## Reading passage
Top 10 Best Lies Parents Tell Their Kids

Don't you love the lies we tell our kids! I do. Here are some of my favorites that I was told in my youth.

The Top Ten

1 There is a Santa Claus

The sweetest of dreams! A benevolent white-bearded man coming down the chimney - we left cookies and carrots for him and his reindeer. My older sister and I felt like we were the last ones in school to find out the truth; my younger sister felt the burden of keeping the charade alive. I'm 42 and we still get presents from St. Nick. A beautiful lie! (I include the Easter Bunny, the Tooth Fairy, and all the other wonderful make-believe figments of society's imagination.

Saint Nicholas is real, but he ded and he's not the one we imagined. He doesn't look like we think he does (I think he was actually pretty skinny), he didn't come down chimneys, he didn't watch you, he didn't give presents to only the nice people, he gave them to the ones who were struggling in life: financially, etc, etc.

I'm 11. My mom and dad had a talk with me that santa wasn't real. I already knew santas at the mall weren't real santa, but I didn't know my parents were. Mom let me touch Michael(the elf). I already suspected that santa was fake, but the talk was just confirming it. My little brother who is 9 still believes in santa. Michael is in mom's top drawer.

Same thing here. My parents still expect me to believe even though I already know. Now it's up to me to act like a 4 year old about Santa cause I'm the youngest.

2 We love each of you children equally

Haha, I don't know why parents even bother saying this. Newsflash: Kids know when you favor a kid.

"YEAH RIGHT! ' Then how come my sister got money for her high school graduation but when I graduated from high school I got NOTHING? >:(

Right! That's how come Cathy got a car and I didn't.

Maybe to my dad but my mum likes my sister a LOT more.

3 Don't cross your eyes or else they will get stuck

I thought this was true until about ten seconds ago! Well I feel stupid...

## Records for this exercise
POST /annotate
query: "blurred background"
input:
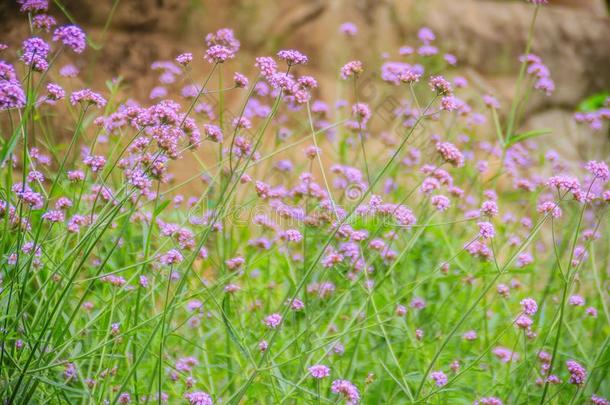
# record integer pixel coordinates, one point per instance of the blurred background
(487, 36)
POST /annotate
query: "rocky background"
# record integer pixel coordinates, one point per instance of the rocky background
(572, 36)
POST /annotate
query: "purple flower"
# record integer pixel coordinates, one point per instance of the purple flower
(319, 371)
(87, 97)
(44, 22)
(198, 398)
(292, 57)
(529, 306)
(33, 6)
(11, 95)
(35, 52)
(450, 154)
(184, 58)
(71, 36)
(351, 69)
(53, 216)
(240, 80)
(348, 390)
(486, 230)
(273, 321)
(68, 70)
(55, 92)
(578, 374)
(439, 378)
(171, 257)
(218, 54)
(599, 170)
(440, 85)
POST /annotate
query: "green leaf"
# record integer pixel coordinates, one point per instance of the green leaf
(594, 102)
(526, 135)
(161, 207)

## Task list
1. In the page about lies parents tell their kids, rewrite the passage that opens with "Same thing here." and closes with "and I didn't.", swapping "high school" for "college".
2. Return each line of the entries that contains the string "query". Case counts.

## Answer set
1.
Same thing here. My parents still expect me to believe even though I already know. Now it's up to me to act like a 4 year old about Santa cause I'm the youngest.

2 We love each of you children equally

Haha, I don't know why parents even bother saying this. Newsflash: Kids know when you favor a kid.

"YEAH RIGHT! ' Then how come my sister got money for her college graduation but when I graduated from college I got NOTHING? >:(

Right! That's how come Cathy got a car and I didn't.

2.
query: "blurred background"
query: "rocky background"
query: "purple flower"
query: "green leaf"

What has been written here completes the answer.